Text passage:
The Israeli-Palestinian Comedy Tour, which performed here on March 4 at the West End Cultural Centre, was a riot! (and not the usual kind of riot that can ensue when the subject of the Israeli-Palestinian conflict is explored). The Comedy Tour, consisting of two Jewish and one Arab performer, (a third Jewish ultra-orthodox member had a scheduling conflict) flawlessly delivered a series of hilarious “Punchlines for Peace” to an ethnically diverse crowd, of Jews, Arabs, and everyone else.

The Comedy Tour was founded in  2006 by Palestinian Arab comedian and columnist Ray Hanania and an Israeli Jewish comedian and online Podcaster Charley Warady.

The Comedy Tour are the only troupe in the world to have an Israeli and Palestinian on stage together, and their comedy is designed to foster a realization that Israelis and Palestinians are human beings, and to transcend politics through humour.  They  even performed at the Annapolis conference.

The Tour was brought here by the Jewish Students Association/Hillel, with the financial assistance of the Asper Endowment Fund of the Jewish Foundation, with the support of the Jewish Federation of Winnipeg.

Punchlines for PeaceOn meeting Hanina, and Warady I immediately asked how it was they came to know each other.

With a poker straight face, Hanina answered “Charlie here, he lives in my house in Jerusalem.  But he hasn’t paid off the mortgage yet.  I’m waiting for him to finish paying off the mortgage, before I come back.”

Hanina already had me laughing, before he told me the two happen to have grown up in  the same neighborhood of Chicago, and met each other over the internet.  Their goal, is  to “end the Israeli-Palestinian conflict in 6 shows”, according to Warady.

After telling me they had performed together in both Israel and the Palestinian territories, I asked if they noticed any differences between the crowds there as opposed to North America.

They both said that Israelis and Palestinians were “more open minded and willing to laugh” than North Americans.

I asked them, if off stage they ever had serious discussions about the conflict, and Charlie answered “Yes and we agree to disagree.” But Ray added, “ we  can talk about it because we know and like  each other.”

What follows are some of the memorable lines that I managed to scribble down from their show, in between laughs.


Warady began by saying;

“Fourteen years ago, I moved to Israel because my life was going too well.”

He said, being a native of Chicago, where it is cold, he moved because of the weather.

“I had to decide on moving to Israel or California.  I decided to move to Israel, because there were fewer Israelis there than California.”

He asked if there “were any suicide bombers in the crowd tonight?” and referred to suicide bombers as men who were lured by the promise of going to heaven and being able to sleep with  72 virgins.

“If there are anysuicide bombers here tonight…take off your suicide belt and lower your standards,” Warady implored.

He also said the promise of 72 virgins was mistaken—“ –and is really just one 72 year old virgin.”

He added, “And anyway, who would want 72 virgins. You call that paradise. I find virgins a little bit clingy.” 

Warady referred to the fact that in Jerusalem, there are sometimes smaller scale earthquakes.

“There were three earthquakes, I felt the tremors…I started thinking that if we didn’t divide up Jerusalem, someone else up there would.”

Regarding checkpoints, he joked:

“The first time I drove through a checkpoint I just threw some change at them out the window and drove through... .until they shot at me. I didn’t know they’d shoot at me for not giving exact change.”

Exercise tasks:
1. Summarize the text on the Israeli-Palestinian Comedy Tour in two sentences.
2. Rewrite the Israeli-Palestinian Comedy Tour text from "Punchlines for PeaceOn" to "than North Americans.", putting "district" in place of "neighborhood".
The records that follow are taken from a different source than the text.

Extracted material:
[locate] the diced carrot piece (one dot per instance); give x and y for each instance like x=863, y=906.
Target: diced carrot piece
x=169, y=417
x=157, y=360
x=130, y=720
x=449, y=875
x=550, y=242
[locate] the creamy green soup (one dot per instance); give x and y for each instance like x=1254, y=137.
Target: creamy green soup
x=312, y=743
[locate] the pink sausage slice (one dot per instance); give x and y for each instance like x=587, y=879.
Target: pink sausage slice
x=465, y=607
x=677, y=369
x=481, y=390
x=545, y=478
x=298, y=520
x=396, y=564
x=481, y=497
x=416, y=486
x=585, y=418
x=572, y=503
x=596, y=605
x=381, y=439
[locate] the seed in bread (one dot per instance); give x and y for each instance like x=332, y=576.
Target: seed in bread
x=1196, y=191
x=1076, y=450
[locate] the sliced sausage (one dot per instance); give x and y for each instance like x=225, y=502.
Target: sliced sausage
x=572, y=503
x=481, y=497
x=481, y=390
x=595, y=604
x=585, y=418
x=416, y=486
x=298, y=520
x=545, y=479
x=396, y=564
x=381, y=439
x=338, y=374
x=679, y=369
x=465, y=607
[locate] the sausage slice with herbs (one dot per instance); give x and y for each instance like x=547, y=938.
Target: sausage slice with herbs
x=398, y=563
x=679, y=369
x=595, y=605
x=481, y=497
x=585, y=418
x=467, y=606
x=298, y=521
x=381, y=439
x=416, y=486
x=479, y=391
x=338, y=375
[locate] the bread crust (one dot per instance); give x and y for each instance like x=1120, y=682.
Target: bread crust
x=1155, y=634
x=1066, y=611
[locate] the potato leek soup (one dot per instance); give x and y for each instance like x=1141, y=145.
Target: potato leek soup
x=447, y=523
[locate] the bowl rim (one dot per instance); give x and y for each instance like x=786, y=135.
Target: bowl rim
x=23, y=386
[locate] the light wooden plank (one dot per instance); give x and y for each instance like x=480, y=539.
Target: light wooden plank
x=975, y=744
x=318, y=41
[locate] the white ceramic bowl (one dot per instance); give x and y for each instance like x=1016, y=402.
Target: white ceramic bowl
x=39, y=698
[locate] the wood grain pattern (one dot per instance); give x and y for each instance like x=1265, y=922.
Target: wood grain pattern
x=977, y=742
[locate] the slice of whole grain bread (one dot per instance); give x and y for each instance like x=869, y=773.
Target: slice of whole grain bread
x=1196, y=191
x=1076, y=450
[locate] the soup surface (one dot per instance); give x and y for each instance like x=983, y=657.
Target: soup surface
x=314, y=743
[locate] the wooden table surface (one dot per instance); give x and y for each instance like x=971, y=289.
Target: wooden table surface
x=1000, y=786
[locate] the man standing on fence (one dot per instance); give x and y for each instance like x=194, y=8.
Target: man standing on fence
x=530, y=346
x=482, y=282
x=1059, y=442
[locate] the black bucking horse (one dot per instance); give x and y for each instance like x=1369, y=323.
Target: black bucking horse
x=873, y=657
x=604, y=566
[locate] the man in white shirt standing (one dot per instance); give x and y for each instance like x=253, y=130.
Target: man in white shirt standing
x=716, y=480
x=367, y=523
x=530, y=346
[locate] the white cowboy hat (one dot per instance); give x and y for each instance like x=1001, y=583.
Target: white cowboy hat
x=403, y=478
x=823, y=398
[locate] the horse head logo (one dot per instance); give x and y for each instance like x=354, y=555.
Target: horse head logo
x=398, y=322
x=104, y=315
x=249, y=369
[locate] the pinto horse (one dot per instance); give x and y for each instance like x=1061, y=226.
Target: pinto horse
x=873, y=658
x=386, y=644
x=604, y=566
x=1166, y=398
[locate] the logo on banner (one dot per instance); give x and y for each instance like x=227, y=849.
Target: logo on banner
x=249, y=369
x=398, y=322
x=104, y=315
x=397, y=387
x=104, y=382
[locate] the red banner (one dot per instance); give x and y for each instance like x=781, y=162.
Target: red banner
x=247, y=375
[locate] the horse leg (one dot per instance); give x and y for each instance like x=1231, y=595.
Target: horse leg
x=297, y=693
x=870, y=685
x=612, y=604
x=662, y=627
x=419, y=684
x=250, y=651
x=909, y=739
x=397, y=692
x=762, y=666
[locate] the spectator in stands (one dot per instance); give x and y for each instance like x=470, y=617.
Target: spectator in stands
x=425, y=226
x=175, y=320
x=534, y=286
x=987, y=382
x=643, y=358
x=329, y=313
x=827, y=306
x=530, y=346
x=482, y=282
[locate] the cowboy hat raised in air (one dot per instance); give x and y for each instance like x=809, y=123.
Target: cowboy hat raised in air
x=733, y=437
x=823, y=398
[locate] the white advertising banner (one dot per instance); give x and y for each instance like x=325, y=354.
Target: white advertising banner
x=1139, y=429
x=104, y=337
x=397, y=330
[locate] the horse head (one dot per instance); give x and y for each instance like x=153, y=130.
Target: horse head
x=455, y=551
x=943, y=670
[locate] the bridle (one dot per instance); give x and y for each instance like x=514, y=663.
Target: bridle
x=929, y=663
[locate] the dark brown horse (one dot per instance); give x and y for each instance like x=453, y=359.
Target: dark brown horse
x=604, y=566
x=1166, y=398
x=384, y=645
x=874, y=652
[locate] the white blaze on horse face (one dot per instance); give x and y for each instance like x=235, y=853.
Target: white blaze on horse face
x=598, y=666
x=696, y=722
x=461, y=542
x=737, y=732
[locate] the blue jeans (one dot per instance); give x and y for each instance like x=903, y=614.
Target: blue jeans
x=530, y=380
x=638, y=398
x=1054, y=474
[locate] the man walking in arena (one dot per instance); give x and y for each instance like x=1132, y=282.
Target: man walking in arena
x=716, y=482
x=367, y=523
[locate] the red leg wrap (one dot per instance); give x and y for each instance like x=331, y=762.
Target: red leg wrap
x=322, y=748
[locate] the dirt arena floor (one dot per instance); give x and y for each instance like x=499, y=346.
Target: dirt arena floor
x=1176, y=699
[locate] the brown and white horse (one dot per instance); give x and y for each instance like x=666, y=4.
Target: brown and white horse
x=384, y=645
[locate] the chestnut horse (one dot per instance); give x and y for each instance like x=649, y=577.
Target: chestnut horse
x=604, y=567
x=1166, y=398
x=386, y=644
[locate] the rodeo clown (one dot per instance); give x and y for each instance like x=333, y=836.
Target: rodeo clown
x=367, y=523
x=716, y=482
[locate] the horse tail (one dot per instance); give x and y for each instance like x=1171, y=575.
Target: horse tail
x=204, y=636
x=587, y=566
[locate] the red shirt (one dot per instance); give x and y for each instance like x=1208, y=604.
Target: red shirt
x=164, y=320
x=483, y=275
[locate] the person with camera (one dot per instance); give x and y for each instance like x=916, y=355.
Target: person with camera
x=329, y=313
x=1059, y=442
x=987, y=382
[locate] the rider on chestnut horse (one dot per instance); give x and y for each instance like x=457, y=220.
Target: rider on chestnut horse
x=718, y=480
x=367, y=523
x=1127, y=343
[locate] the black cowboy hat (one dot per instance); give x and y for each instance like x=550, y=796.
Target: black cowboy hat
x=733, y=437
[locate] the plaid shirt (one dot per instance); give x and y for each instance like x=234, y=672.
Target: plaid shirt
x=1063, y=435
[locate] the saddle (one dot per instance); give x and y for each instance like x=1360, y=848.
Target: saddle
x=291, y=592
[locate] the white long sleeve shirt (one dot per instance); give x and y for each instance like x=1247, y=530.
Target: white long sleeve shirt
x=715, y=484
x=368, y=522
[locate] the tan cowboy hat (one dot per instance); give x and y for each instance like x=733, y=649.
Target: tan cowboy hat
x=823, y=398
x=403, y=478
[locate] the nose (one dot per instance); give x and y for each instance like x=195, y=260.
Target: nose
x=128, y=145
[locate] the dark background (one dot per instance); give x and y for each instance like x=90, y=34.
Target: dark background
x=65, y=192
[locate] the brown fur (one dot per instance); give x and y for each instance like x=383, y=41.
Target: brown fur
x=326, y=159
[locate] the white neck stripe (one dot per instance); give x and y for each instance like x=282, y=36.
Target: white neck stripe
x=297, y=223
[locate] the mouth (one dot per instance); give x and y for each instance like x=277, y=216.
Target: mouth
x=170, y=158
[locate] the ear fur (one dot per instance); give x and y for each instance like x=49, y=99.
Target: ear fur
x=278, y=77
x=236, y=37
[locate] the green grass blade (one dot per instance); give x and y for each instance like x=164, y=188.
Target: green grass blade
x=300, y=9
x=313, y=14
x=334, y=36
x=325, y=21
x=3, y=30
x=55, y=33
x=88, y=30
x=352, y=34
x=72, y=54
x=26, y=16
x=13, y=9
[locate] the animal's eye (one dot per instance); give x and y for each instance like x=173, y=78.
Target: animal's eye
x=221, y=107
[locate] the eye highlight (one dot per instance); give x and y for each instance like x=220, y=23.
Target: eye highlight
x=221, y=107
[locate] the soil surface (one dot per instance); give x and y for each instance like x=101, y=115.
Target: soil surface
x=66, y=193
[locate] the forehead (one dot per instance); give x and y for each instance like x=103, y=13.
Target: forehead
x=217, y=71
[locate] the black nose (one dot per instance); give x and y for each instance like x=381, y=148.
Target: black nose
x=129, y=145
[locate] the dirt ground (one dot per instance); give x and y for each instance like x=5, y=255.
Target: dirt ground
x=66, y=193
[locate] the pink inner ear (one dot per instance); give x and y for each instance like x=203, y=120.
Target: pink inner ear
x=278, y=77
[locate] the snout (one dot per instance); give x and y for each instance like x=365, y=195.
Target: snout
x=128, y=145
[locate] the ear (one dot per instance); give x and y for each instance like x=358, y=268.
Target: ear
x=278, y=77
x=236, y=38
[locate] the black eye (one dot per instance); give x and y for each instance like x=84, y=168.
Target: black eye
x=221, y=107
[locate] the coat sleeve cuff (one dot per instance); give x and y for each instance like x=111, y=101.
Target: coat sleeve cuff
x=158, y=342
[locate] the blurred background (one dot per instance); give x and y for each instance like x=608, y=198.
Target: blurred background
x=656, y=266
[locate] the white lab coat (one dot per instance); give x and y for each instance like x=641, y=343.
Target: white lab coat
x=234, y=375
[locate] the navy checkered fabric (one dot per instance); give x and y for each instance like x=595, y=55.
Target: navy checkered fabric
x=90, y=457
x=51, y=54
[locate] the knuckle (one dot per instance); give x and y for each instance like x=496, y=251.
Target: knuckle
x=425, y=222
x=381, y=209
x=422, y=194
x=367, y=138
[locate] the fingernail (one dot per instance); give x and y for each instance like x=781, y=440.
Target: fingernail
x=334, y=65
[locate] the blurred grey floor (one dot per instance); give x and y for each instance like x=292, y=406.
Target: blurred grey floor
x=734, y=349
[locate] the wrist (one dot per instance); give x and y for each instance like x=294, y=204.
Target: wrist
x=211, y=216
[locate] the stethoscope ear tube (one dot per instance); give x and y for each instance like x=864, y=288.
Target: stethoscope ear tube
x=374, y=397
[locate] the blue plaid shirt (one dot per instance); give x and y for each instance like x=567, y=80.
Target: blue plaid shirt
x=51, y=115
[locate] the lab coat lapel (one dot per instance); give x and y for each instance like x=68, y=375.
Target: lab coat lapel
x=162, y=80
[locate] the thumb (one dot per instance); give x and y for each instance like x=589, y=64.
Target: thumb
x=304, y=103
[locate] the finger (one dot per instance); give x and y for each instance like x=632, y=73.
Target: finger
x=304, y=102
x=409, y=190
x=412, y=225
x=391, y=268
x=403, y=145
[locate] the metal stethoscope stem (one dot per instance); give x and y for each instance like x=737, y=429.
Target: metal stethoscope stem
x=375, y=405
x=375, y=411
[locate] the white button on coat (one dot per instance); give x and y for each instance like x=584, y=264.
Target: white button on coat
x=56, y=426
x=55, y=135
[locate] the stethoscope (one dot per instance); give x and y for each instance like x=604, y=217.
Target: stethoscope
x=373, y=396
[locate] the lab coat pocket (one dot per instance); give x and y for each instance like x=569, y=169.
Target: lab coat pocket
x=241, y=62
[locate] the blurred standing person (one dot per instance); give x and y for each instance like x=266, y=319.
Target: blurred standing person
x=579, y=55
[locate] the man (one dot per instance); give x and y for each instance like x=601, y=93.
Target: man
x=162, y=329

Solution set:
1. The Israeli-Palestinian Comedy Tour, founded in 2006 by Ray Hanania and Charley Warady, performed on March 4 at the West End Cultural Centre for a diverse crowd of Jews, Arabs, and everyone else. The troupe's comedy aims to help people see that Israelis and Palestinians are human beings and to transcend politics through humor, and its founders said Israelis and Palestinians were more open-minded and willing to laugh than North Americans.

2.
Punchlines for PeaceOn meeting Hanina, and Warady I immediately asked how it was they came to know each other.

With a poker straight face, Hanina answered “Charlie here, he lives in my house in Jerusalem.  But he hasn’t paid off the mortgage yet.  I’m waiting for him to finish paying off the mortgage, before I come back.”

Hanina already had me laughing, before he told me the two happen to have grown up in  the same district of Chicago, and met each other over the internet.  Their goal, is  to “end the Israeli-Palestinian conflict in 6 shows”, according to Warady.

After telling me they had performed together in both Israel and the Palestinian territories, I asked if they noticed any differences between the crowds there as opposed to North America.

They both said that Israelis and Palestinians were “more open minded and willing to laugh” than North Americans.